__Task prompt__
Carry on the article below about the Ward 11 city council candidates, starting right after its last sentence.

On October 24, residents of Toronto will be voting in the latest municipal election. After current city councillor Mike Layton decided not to run for re-election, there are now 14 new names on the ballot for Ward 11’s city council.
Axel Arvizu wrote in a statement to The Varsity that he was inspired to run for city council after initially planning to move out of Toronto because of affordability concerns until the COVID-19 pandemic impacted those decisions. “We were essentially being driven out of our own city by the housing crisis,” he wrote. He is running on a platform based on housing affordability, access to transit or alternative transportation, and community safety.
“Young generations are facing an unprecedented amount of obstacles in this city,” Arvizu wrote. He promised that, if elected, he would prioritize making time to address questions and concerns from constituents.
Robin Buxton Potts
Robin Buxton Potts is the current interim councillor for Ward 13, Toronto Centre. She is filling in for former city councillor Kristyn Wong-Tam, who was elected to the provincial government in June 2022.
Potts has served as chief of staff in Wong-Tam’s council office and is promoting her previous experience in her campaign.
In an email to The Varsity, she highlighted key aspects of her platform, including commitments to regular accessible transit, availability of affordable housing, and improved neighbourhood maintenance, including parks preservation, repairs to water fountains, and snow maintenance.
“It is unacceptable to me that students are Travelling over an hour to get to class or staying in shelters or are living in unsafe, rooming houses across the city because the city government has not created enough space for them,” she wrote in the email.
Norm Di Pasquale
Norm Di Pasquale has served as a trustee for the Toronto Catholic District School Board in Ward 9 since 2018. He also previously ran for MP as the New Democratic Party candidate in Spadina—Fort York. His platform’s top priorities include commitments to housing for all, improving public services, and increasing the accessibility of parks and other public spaces.
In an email to The Varsity, Di Pasquale wrote that he would work to improve issues important to students such as housing affordability and mental health services. “I have seen the state of our City, and we need to do better. Services are not working for residents, Toronto is as unaffordable as ever, roads are not as safe as they need to be, and we are still lacking the meaningful climate action that will make us a world leader,” he wrote.
Di Pasquale has been endorsed by outgoing Ward 11 councillor Layton.

__Point localization data__
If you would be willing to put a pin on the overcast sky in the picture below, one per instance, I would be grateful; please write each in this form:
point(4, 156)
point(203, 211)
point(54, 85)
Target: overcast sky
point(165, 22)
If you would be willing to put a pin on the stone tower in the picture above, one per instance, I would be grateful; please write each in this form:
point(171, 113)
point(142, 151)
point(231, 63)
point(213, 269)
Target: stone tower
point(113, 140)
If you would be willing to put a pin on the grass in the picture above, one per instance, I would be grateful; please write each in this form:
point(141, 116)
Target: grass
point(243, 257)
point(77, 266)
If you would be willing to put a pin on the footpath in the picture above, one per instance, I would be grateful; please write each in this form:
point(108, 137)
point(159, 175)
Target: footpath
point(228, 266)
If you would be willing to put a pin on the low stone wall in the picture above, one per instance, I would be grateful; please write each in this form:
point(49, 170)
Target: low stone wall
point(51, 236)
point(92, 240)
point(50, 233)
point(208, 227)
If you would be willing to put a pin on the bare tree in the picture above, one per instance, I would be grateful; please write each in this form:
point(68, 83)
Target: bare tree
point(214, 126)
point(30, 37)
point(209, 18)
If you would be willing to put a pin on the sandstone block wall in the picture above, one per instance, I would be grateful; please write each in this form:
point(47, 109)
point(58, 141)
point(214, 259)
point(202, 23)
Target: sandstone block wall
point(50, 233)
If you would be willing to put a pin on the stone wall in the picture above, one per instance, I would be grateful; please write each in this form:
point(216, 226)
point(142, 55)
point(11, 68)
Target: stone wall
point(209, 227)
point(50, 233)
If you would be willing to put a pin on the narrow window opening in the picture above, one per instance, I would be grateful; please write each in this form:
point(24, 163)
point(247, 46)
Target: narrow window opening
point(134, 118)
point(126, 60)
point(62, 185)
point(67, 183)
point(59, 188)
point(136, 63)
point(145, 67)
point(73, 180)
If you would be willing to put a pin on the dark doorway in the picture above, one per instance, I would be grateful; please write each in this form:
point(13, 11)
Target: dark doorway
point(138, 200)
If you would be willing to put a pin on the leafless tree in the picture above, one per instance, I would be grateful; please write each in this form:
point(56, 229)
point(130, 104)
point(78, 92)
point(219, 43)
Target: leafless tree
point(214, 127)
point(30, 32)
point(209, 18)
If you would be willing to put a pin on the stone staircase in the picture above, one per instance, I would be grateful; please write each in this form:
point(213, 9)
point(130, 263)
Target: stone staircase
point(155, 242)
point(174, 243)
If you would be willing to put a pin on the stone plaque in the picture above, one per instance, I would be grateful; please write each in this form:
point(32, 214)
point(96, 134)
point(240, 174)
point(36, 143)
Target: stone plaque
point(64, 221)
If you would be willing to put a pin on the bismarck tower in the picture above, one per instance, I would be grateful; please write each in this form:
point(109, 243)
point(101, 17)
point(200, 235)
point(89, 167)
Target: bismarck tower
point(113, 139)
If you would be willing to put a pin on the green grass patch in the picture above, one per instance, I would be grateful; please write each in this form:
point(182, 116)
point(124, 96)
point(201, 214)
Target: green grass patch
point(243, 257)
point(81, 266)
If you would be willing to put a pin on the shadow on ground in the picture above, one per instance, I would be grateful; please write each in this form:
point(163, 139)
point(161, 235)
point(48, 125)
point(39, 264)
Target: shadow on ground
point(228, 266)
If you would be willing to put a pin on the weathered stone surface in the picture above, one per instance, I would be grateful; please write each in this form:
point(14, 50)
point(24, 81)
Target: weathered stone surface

__Your response__
Adam Golding is a U of T alum and candidate for the Municipal Socialist Alliance, which has a collective platform of providing assistance to those facing homelessness, advocating for free transit, and enacting climate action. Golding previously participated in municipal political issues, including supporting unhoused people camping in Lamport Stadium Park who were facing eviction from the city. According to Durham Radio News, Golding was arrested at Lamport for police obstruction. He later wrote on Twitter that the charges against him had been dropped.
In a statement to The Varsity, Golding wrote that his platform is “laser-focused on the cost-of-living in the short-term,” as well as “expand[ing] the arts.” He highlighted that he is the “only candidate with sheet music as part of their campaign materials… which I distributed to every office in the music faculty.”
Andrew Layman wrote in an email to The Varsity that he was inspired to run for city council to make his home ward more accessible and affordable. His platform centres on housing affordability, creating an accessible community, and increasing street safety and road shareability. “Housing affordability impacts us all, but students and young people arguably face the most hardships due to the skyrocketing costs of housing,” he wrote.
“The city as it currently stands has become increasingly unaffordable and young people and students are often priced out of the city. Worst, young people, students, and people of colour are oftentimes forced into homelessness,” he added.
Dianne Saxe is an environmental lawyer who also served as the Ontario Environmental Commissioner from 2015–2019. Her platform focuses on affordable housing, environmentally sustainable modes of transportation, repairing city services and infrastructure, and climate action.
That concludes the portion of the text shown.